> EXERCISE PROMPT
Rewrite the material starting at the beginning and ending at the line containing "MULTIPOLYGON (((169 24, 159", moving every coordinate in the answer outlines by adding 15 to each number and leaving everything else unchanged. Omit the pictures from your output.

Extracted records
════════

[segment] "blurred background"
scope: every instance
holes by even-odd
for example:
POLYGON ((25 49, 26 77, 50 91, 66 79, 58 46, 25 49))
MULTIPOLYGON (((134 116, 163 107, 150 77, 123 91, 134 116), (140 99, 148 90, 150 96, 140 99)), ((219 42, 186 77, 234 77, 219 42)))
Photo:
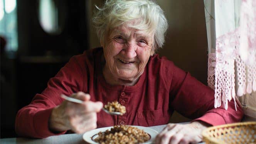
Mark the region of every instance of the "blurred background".
MULTIPOLYGON (((169 24, 159 52, 207 84, 204 1, 156 0, 169 24)), ((99 46, 91 18, 104 0, 0 0, 0 138, 17 137, 16 114, 72 55, 99 46)), ((190 121, 177 112, 171 122, 190 121)))

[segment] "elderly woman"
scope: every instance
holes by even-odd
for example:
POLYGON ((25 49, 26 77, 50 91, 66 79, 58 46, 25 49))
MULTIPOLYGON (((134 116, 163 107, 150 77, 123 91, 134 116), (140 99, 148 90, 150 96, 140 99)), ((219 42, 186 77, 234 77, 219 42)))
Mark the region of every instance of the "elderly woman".
POLYGON ((113 0, 98 8, 93 22, 102 47, 75 56, 17 114, 20 136, 43 138, 81 133, 115 125, 167 124, 174 110, 189 124, 168 124, 157 143, 196 142, 207 126, 238 122, 243 112, 214 107, 214 92, 155 52, 164 42, 167 22, 160 7, 148 0, 113 0), (61 94, 84 102, 64 100, 61 94), (101 111, 117 100, 123 116, 101 111))

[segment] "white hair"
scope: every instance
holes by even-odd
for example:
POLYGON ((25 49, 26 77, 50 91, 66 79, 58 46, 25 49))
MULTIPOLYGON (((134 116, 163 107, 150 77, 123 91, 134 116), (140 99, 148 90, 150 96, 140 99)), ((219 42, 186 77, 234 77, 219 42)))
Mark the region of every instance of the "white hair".
POLYGON ((140 20, 138 23, 128 26, 146 32, 154 32, 155 50, 162 48, 168 27, 163 10, 149 0, 106 0, 93 19, 98 37, 104 42, 106 35, 111 28, 124 23, 140 20))

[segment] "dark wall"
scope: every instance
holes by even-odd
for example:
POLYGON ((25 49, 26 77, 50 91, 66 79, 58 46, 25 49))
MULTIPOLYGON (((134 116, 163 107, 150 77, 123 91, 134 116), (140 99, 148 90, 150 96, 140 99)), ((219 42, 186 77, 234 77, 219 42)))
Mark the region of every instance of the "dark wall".
POLYGON ((48 33, 41 27, 39 0, 17 1, 18 50, 12 59, 1 53, 1 138, 17 136, 18 110, 42 92, 72 56, 88 49, 87 1, 54 1, 59 7, 62 26, 57 34, 48 33), (7 74, 3 75, 6 80, 2 80, 2 71, 7 74))

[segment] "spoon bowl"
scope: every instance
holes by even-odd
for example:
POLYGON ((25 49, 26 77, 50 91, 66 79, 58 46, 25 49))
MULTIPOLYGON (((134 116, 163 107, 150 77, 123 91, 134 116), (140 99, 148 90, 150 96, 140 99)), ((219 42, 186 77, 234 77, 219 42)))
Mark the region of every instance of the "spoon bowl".
MULTIPOLYGON (((83 104, 84 102, 84 101, 81 100, 79 99, 69 97, 63 94, 61 95, 61 97, 62 98, 65 99, 68 101, 74 102, 77 104, 83 104)), ((106 113, 111 114, 111 115, 121 115, 122 114, 120 112, 110 112, 108 111, 107 109, 105 109, 105 108, 104 108, 104 107, 103 107, 102 109, 106 113)))

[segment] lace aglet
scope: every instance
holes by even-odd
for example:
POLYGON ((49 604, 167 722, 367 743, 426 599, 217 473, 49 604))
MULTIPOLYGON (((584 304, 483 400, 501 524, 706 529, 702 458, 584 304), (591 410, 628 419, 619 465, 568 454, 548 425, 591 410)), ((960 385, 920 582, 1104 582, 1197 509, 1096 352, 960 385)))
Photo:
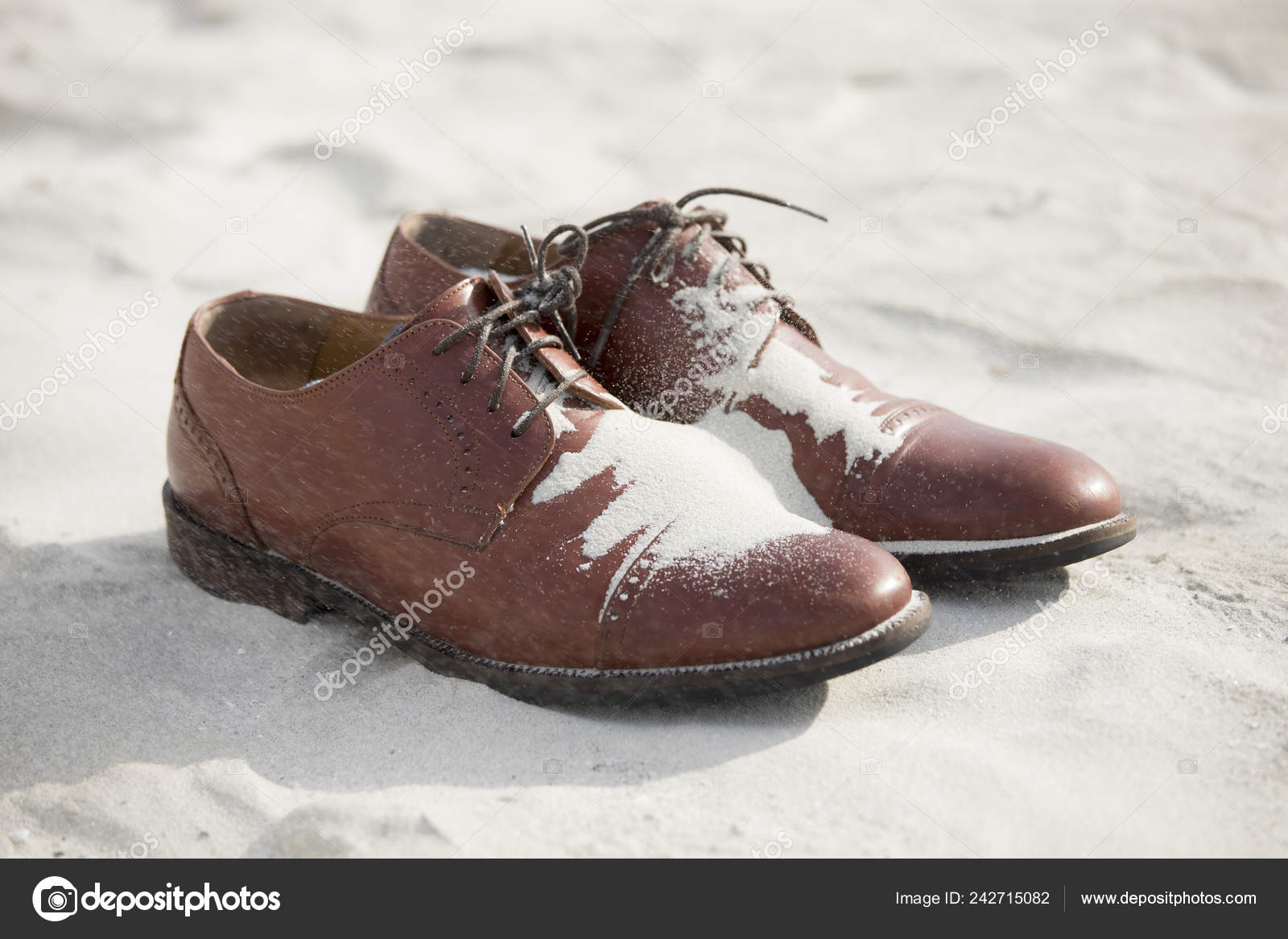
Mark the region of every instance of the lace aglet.
POLYGON ((827 215, 817 213, 813 209, 806 209, 805 206, 796 205, 795 202, 784 202, 783 205, 787 206, 788 209, 795 209, 801 215, 809 215, 811 219, 818 219, 819 222, 827 222, 827 215))
POLYGON ((537 249, 532 243, 532 236, 528 234, 527 225, 519 225, 519 231, 523 232, 523 246, 528 249, 528 263, 532 264, 532 273, 537 273, 537 249))

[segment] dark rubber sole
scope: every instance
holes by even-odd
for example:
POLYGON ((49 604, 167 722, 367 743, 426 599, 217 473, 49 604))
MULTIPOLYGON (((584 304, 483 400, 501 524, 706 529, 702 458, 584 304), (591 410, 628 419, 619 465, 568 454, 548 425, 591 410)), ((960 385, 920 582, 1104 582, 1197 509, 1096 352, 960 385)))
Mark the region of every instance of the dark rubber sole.
MULTIPOLYGON (((170 483, 161 493, 166 538, 179 568, 200 587, 225 600, 265 607, 296 622, 335 612, 371 630, 393 614, 341 583, 279 554, 247 545, 189 513, 170 483)), ((419 629, 394 644, 442 675, 482 681, 538 705, 629 705, 711 701, 781 692, 826 681, 893 656, 930 626, 930 602, 913 591, 898 614, 862 635, 817 649, 741 662, 668 669, 556 669, 498 662, 459 649, 419 629)))
POLYGON ((983 580, 1075 564, 1121 547, 1135 537, 1136 517, 1124 511, 1094 526, 1037 538, 1015 538, 998 542, 997 547, 988 547, 988 542, 961 542, 963 550, 948 551, 911 550, 900 542, 882 546, 900 560, 913 580, 983 580))

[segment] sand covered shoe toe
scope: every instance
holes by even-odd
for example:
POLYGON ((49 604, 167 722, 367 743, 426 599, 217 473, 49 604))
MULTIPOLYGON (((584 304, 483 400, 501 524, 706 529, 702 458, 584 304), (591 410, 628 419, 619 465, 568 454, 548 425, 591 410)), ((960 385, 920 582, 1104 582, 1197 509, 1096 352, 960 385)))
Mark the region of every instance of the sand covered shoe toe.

════════

> EXERCISE ANSWER
[segment] "blurred background"
scope: every instance
holes by even-odd
for example:
POLYGON ((25 49, 26 77, 50 91, 66 79, 58 46, 25 49))
MULTIPOLYGON (((134 116, 163 107, 150 77, 123 91, 134 116), (140 99, 148 90, 150 96, 140 99)), ((219 42, 186 77, 234 77, 219 42)))
Photo:
Mark the region of every instance of the "blurred background".
MULTIPOLYGON (((184 39, 174 67, 222 99, 219 16, 171 15, 184 39)), ((114 61, 106 33, 119 15, 15 15, 15 153, 32 152, 31 129, 87 70, 114 61)), ((205 136, 192 127, 186 137, 205 136)))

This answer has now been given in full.